▶ _Task instructions_: Set down all of the entries precisely as they were written.

————————

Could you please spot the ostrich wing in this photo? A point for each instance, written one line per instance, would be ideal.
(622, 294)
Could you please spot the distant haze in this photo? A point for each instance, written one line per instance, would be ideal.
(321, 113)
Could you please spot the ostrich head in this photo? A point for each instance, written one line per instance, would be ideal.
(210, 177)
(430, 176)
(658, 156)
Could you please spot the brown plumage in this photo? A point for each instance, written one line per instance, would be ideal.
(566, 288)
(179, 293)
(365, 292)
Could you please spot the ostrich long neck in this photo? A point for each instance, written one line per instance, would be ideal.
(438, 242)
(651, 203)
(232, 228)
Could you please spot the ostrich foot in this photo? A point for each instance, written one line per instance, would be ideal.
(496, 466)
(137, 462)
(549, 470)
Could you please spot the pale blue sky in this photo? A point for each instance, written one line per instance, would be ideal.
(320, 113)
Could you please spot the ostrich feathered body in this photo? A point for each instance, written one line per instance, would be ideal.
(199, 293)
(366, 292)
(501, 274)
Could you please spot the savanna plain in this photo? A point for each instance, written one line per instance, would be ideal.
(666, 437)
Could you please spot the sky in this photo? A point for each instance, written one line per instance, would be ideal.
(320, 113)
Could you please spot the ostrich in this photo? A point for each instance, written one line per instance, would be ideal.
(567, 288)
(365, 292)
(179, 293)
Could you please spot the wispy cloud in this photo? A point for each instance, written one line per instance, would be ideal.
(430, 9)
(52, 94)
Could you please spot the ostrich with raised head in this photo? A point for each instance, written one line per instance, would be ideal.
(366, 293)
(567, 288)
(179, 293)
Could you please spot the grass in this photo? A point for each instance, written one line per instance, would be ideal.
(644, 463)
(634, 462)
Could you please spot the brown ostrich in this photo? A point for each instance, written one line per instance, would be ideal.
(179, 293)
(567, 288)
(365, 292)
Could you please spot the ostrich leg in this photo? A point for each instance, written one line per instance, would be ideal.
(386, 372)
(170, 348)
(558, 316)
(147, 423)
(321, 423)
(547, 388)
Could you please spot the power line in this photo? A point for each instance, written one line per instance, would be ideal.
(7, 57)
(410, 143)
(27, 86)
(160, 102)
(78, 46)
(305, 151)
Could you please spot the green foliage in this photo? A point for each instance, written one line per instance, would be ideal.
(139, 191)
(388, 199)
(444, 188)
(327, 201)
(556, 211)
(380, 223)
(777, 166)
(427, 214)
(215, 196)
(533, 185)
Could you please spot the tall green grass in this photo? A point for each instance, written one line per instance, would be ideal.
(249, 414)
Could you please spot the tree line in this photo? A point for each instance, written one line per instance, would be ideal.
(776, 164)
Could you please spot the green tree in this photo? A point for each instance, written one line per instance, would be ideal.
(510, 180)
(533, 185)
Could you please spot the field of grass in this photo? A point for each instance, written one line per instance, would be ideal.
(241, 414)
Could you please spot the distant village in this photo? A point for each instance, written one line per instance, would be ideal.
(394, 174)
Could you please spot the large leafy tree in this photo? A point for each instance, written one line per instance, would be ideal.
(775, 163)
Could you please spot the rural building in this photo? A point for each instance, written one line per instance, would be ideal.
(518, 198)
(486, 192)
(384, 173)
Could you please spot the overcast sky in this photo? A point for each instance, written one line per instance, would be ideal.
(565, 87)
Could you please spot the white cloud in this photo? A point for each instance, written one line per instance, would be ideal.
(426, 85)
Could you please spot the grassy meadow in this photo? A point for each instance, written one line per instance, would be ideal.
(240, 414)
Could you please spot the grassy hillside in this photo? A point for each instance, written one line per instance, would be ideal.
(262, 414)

————————

▶ _Final answer_:
Could you please spot the ostrich wing in this photo? A point for each instance, written one line per instance, would be ideal.
(622, 294)
Could you please spot the distant haze in this photo? A point for each instance, written one line per instance, would be ideal.
(321, 113)
Could you please spot the ostrich head in this photo? A point for each instance, written one line per instance, would be ideal.
(210, 177)
(430, 176)
(658, 156)
Could you please spot the brown plumage in this photo? A point for each instance, written one line per instance, would be ideal.
(566, 288)
(179, 293)
(365, 292)
Could you please spot the ostrich long neck in this photo? A point for each instance, written one line per instance, would be ideal.
(438, 242)
(651, 203)
(232, 228)
Could you please spot the ostrich foot in this photo? A point for each instance, written one line per instance, would be ideal.
(496, 466)
(137, 462)
(549, 470)
Could you please spot the pale blue sky in this photo? A point for each instance, written one line per instance, would be ideal.
(320, 113)
Could you please spot the ostrich feathered body in this photo? A point for each instance, written one line per instance, would be ideal.
(199, 293)
(366, 292)
(501, 274)
Could you please spot the savanna plain in this photo? A point for each instance, written one line per instance, would be ideal.
(666, 437)
Could you please spot the sky in this photo? A point for each instance, written one line per instance, would be ideal.
(320, 113)
Could you please spot the ostrich in this photo? A point for each instance, written one line per instance, would be ideal.
(567, 288)
(365, 292)
(179, 293)
Could you please spot the wispy cloud in this photo? A point for each instance, written one line per instance, would be ideal.
(430, 9)
(52, 94)
Could you please spot the ostrich with raised head in this photo? A point for each instance, written one line per instance, would be ideal.
(366, 293)
(567, 288)
(179, 293)
Could you please spot the grass in this photo? A point for each instance, written one line per instance, would be ideal.
(644, 463)
(634, 462)
Could you please spot the brown ostrich in this photo? A point for each instance, written one line per instance, would be ideal.
(179, 293)
(567, 288)
(365, 292)
Could you please spot the ostrich leg in this photo? A point for each instance, written one line per instance, would be ideal.
(386, 372)
(170, 348)
(558, 316)
(147, 423)
(321, 423)
(547, 388)
Could you please spot the power line in this photo? A point for each instance, written one line per instance, would be ideal.
(7, 57)
(410, 143)
(27, 86)
(160, 102)
(78, 46)
(305, 151)
Could you please spot the green foliage in this photo? A point for each instance, written one line per instance, would be ideal.
(139, 191)
(388, 199)
(444, 188)
(327, 201)
(556, 211)
(380, 223)
(777, 166)
(427, 214)
(215, 196)
(533, 185)
Could you please spot the tall green grass in this photo? A point for each instance, written one line per instance, would be ideal.
(249, 414)
Could you please spot the tree line in this photo? A point for each instance, written one line per instance, would be ideal.
(776, 164)
Could you please spot the green tree in this photo? A point for each instance, written one line per instance, would be ideal.
(510, 180)
(533, 185)
Could you please spot the field of grass in this photo? A point for each instance, written one line per instance, would be ideal.
(241, 414)
Could you please spot the distant village in this photo? A point for each instance, written one line per instance, would be ideal.
(394, 174)
Could you please spot the large leafy tree in this photo? A point for each instance, written one line per instance, would be ideal.
(775, 163)
Could you please spot the rural building in this photo? A point for each instance, written one line per instance, would be ideal.
(518, 198)
(486, 192)
(384, 173)
Could you please spot the overcast sky in this photo? A point for each instance, written one line per instance, would be ideal.
(565, 87)
Could you please spot the white cloud in this photo? A point for each instance, written one line per instance, would be ideal.
(426, 85)
Could you please spot the grassy meadow in this photo? A point for each instance, written one line per instance, would be ideal.
(240, 414)
Could you please spot the grassy hillside in this photo? A point for each instance, written one line per instance, would be ideal.
(262, 414)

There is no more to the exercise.